Material —
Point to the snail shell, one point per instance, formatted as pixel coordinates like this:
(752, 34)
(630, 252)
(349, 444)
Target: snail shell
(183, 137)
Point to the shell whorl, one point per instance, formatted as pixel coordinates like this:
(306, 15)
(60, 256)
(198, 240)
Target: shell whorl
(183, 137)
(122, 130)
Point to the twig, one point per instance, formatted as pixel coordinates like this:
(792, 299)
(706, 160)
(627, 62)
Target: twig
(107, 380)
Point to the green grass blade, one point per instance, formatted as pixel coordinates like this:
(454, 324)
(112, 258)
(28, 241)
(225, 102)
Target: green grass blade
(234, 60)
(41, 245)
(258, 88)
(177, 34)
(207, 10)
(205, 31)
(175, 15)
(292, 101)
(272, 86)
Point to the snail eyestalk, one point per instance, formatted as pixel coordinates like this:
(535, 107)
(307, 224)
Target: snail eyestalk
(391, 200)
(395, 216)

Exercise goal — Copy all of the items above word for word, keeping every line in its original order.

Full solution —
Point to the snail shell, one point per instance, formatted as pixel coordinates like this:
(752, 34)
(630, 252)
(349, 444)
Target: snail shell
(183, 137)
Point to the shell whorl, one point per instance, formatted as pixel coordinates like this:
(306, 15)
(60, 256)
(198, 240)
Target: shell whorl
(183, 137)
(122, 130)
Point to the twig, one point per instance, formatted as pixel coordinates like this:
(792, 299)
(706, 160)
(627, 62)
Target: twig
(107, 380)
Point to the green grass blade, one point per instance, formatted as pixel coordinates like this:
(454, 324)
(112, 258)
(28, 241)
(225, 102)
Target: green grass blade
(234, 60)
(41, 245)
(258, 88)
(177, 34)
(207, 10)
(205, 31)
(175, 15)
(292, 101)
(272, 86)
Point to the snail eyestalk, one point per instance, formatted as pixel coordinates like this:
(535, 107)
(307, 224)
Target: snail eyestalk
(391, 200)
(395, 216)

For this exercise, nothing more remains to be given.